> Exercise prompt:
Each line from the one containing "In this picture, where can the shirt collar" through the end of the entries below should be transcribed exactly, and no other line.

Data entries
┄┄┄┄┄┄┄┄┄┄
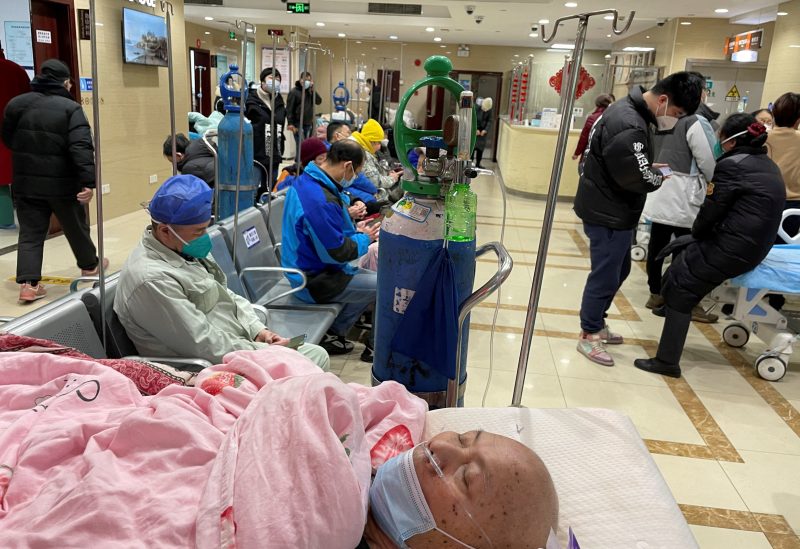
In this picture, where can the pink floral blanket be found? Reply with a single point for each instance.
(266, 451)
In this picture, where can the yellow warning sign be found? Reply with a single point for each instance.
(733, 95)
(55, 280)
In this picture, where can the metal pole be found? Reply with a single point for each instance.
(242, 97)
(98, 169)
(330, 80)
(273, 128)
(170, 76)
(301, 122)
(552, 195)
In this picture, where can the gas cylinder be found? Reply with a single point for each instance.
(230, 162)
(412, 233)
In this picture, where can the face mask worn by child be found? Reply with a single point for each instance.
(199, 248)
(398, 503)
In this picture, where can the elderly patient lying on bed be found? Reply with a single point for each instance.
(266, 451)
(475, 489)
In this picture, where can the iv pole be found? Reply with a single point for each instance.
(98, 164)
(242, 95)
(567, 101)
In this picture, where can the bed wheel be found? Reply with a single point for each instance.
(771, 368)
(736, 335)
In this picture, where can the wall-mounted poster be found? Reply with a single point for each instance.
(281, 63)
(19, 45)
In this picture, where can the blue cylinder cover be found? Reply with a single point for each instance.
(410, 238)
(228, 153)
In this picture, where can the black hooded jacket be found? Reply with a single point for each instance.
(293, 105)
(734, 230)
(259, 114)
(50, 141)
(617, 174)
(198, 160)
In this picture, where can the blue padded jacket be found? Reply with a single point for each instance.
(319, 237)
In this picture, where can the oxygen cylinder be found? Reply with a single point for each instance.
(411, 236)
(228, 149)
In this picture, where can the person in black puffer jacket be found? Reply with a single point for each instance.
(53, 173)
(732, 234)
(265, 125)
(194, 157)
(617, 175)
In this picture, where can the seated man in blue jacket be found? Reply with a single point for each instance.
(319, 238)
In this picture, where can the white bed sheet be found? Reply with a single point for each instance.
(610, 490)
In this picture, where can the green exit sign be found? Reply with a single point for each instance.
(298, 7)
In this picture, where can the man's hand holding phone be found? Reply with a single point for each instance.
(371, 229)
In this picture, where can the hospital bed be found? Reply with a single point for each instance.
(611, 492)
(779, 273)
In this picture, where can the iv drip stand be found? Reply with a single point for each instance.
(567, 101)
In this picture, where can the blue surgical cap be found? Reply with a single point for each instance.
(182, 200)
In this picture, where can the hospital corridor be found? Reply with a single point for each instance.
(378, 275)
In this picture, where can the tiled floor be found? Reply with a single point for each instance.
(727, 442)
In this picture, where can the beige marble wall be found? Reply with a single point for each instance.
(783, 72)
(134, 108)
(525, 158)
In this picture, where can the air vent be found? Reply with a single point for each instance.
(395, 9)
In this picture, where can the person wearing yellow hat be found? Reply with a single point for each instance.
(371, 137)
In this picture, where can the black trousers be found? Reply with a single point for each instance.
(34, 222)
(660, 236)
(673, 336)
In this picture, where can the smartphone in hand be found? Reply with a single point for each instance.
(296, 341)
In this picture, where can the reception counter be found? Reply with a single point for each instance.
(525, 157)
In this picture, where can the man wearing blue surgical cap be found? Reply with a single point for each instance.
(173, 299)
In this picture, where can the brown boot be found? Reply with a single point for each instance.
(654, 302)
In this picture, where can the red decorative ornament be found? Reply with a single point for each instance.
(585, 82)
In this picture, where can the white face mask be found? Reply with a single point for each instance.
(666, 122)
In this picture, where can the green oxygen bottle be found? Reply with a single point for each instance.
(460, 212)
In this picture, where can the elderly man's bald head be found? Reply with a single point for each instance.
(493, 487)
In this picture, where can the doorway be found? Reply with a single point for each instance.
(481, 84)
(200, 65)
(54, 36)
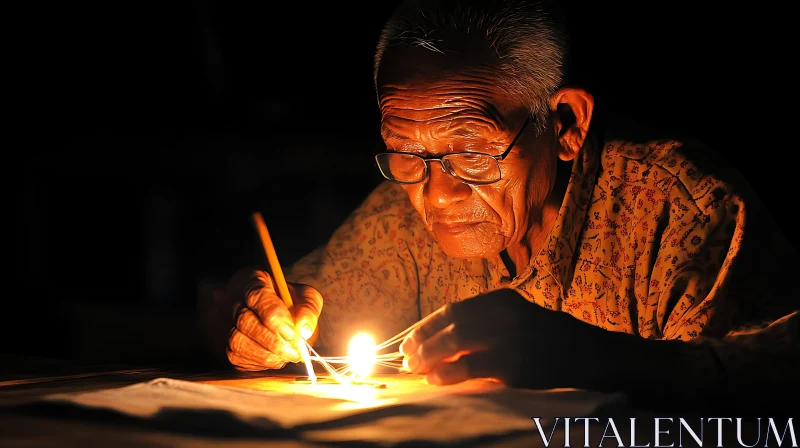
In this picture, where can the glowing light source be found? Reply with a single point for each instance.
(361, 355)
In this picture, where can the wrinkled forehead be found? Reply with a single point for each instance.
(441, 55)
(456, 81)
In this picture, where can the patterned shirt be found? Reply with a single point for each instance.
(650, 240)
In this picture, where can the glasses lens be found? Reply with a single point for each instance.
(477, 168)
(405, 168)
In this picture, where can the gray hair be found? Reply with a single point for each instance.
(530, 38)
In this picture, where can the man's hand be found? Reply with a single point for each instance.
(255, 328)
(499, 335)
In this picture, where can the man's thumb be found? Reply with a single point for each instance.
(308, 307)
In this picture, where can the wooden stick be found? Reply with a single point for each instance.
(283, 288)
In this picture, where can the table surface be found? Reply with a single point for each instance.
(24, 380)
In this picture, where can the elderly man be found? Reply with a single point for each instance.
(546, 248)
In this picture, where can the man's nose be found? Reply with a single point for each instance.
(443, 190)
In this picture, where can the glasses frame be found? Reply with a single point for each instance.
(427, 161)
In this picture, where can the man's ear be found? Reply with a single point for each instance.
(573, 113)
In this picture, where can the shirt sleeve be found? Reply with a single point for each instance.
(366, 272)
(691, 279)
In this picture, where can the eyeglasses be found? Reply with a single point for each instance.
(472, 168)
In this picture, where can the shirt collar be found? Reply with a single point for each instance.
(555, 258)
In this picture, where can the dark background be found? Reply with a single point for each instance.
(154, 130)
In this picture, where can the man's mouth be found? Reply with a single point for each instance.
(453, 226)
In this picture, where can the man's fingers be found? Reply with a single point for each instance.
(444, 346)
(245, 350)
(473, 365)
(249, 324)
(432, 324)
(272, 312)
(308, 303)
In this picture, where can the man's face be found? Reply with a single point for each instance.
(432, 108)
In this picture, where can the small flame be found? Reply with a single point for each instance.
(361, 355)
┄┄┄┄┄┄┄┄┄┄
> Task output:
In this picture, where can the shirt collar be found? Reply with a single point for each instance.
(555, 258)
In this picture, where can the dark background be found? Reply with a single point for each instance.
(154, 130)
In this picture, where can the man's mouth be found? Reply with a single point for each instance.
(453, 226)
In this picture, where can the man's fingers be found? Reply with a single point for each instance.
(444, 346)
(245, 350)
(473, 365)
(249, 324)
(432, 324)
(272, 312)
(308, 303)
In this picture, where can the man's face be found? Reply with a single point for each instance.
(432, 108)
In this picture, where can the small flame be found? Reply with a single point for each instance.
(361, 355)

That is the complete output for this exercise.